● YOUR ASSIGNMENT: Go through the entries below and print, exactly, the lines starting at the one with "positive clicks: (761, 477) (771, 459)" and ending at the one with "negative clicks: (713, 462)", keeping both ends and no others.

•••

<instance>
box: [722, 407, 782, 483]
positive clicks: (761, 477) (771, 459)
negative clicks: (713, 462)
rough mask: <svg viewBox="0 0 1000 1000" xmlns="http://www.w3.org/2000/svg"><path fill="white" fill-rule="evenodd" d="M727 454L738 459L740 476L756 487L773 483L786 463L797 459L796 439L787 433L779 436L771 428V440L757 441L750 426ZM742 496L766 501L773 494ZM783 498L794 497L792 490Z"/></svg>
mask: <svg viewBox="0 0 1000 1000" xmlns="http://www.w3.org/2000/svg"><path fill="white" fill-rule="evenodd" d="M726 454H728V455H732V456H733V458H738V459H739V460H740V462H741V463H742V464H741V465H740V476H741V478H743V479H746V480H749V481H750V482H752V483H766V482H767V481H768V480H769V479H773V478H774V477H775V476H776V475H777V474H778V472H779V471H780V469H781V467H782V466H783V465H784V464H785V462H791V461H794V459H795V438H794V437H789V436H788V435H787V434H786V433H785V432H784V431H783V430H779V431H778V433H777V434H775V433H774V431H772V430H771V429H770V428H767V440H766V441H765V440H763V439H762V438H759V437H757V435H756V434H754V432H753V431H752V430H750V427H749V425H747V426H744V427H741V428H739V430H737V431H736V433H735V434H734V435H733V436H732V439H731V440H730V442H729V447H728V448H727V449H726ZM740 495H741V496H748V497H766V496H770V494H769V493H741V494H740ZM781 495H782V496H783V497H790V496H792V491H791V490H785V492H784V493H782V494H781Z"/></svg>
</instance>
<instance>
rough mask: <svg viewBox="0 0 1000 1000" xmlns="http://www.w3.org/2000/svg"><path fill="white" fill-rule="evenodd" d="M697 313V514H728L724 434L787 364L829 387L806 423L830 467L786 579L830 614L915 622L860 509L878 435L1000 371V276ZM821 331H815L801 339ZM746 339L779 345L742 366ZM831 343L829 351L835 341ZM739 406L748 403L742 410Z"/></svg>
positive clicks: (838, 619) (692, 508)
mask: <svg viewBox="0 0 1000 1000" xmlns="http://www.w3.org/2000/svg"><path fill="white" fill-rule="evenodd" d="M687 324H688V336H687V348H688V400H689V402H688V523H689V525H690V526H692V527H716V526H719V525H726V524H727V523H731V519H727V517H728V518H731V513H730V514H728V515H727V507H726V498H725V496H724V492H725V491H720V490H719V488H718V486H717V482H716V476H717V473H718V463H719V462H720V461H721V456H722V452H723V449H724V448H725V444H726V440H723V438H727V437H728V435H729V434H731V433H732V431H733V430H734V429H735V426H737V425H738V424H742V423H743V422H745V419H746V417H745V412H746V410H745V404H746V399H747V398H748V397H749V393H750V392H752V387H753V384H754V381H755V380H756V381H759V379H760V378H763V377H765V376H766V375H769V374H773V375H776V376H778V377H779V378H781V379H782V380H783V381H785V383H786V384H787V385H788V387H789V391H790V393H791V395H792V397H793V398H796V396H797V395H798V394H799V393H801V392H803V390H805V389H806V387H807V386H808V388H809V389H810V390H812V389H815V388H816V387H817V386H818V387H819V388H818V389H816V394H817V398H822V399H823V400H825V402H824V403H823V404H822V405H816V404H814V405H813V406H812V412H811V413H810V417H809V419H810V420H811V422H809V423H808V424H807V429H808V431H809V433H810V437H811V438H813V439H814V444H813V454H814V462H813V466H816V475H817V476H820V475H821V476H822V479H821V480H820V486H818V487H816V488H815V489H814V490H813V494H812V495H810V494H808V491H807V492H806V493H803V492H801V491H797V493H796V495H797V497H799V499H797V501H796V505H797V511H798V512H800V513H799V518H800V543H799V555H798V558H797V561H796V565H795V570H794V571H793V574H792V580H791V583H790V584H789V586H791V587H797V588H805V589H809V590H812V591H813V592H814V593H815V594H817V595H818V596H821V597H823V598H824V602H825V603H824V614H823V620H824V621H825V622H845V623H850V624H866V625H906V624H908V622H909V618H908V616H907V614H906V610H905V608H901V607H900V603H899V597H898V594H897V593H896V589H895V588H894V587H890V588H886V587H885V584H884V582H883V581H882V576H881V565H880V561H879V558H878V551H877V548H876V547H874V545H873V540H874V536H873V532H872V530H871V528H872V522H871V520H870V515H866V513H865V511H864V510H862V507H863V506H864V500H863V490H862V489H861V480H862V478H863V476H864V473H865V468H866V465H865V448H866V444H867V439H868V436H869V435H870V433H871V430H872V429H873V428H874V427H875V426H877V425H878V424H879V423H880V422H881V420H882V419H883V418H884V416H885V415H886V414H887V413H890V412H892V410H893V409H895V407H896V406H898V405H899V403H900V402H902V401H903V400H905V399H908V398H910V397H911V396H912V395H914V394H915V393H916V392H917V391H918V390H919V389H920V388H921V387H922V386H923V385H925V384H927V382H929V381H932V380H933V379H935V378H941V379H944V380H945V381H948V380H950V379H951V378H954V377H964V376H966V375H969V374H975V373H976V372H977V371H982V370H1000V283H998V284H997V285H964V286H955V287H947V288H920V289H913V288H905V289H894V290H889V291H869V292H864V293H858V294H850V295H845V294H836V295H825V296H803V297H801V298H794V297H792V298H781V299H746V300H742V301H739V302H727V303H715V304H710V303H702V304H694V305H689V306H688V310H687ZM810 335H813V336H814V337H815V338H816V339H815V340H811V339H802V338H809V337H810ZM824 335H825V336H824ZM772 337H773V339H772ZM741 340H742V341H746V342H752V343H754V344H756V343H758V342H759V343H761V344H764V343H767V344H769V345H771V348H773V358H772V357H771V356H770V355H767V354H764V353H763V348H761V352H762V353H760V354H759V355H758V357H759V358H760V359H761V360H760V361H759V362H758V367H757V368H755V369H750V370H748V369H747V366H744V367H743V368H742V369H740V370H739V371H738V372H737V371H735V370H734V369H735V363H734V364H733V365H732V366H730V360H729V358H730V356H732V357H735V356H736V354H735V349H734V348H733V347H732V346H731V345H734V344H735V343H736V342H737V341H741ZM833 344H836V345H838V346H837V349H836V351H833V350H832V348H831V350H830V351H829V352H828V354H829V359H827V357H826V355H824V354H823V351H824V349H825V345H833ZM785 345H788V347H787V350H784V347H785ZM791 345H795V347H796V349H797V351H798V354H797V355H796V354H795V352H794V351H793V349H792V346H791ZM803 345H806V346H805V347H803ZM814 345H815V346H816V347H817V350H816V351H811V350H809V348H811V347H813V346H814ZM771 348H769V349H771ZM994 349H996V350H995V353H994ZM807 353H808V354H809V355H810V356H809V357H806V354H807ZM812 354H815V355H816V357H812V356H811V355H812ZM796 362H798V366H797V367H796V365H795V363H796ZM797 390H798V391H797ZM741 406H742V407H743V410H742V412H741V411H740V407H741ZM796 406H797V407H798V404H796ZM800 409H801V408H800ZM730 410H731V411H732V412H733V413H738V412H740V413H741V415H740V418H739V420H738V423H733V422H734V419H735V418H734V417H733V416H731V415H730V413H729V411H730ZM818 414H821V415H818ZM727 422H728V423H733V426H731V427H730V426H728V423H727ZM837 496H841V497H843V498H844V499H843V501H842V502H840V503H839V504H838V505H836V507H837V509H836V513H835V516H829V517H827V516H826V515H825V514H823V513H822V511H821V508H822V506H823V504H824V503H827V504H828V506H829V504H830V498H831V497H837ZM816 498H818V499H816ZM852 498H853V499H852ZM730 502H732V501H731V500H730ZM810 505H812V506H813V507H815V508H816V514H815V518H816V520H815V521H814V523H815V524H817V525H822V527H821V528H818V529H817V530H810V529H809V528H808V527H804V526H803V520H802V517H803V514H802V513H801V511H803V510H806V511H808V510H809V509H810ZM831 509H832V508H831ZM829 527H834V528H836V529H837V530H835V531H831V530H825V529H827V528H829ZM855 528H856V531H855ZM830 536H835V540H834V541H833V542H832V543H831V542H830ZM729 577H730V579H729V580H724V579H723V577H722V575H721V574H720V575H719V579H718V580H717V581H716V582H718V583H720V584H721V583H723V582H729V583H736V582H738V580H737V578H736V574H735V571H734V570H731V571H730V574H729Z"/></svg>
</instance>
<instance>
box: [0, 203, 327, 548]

•••

● EXERCISE SOLUTION:
positive clicks: (761, 477) (771, 459)
negative clicks: (713, 462)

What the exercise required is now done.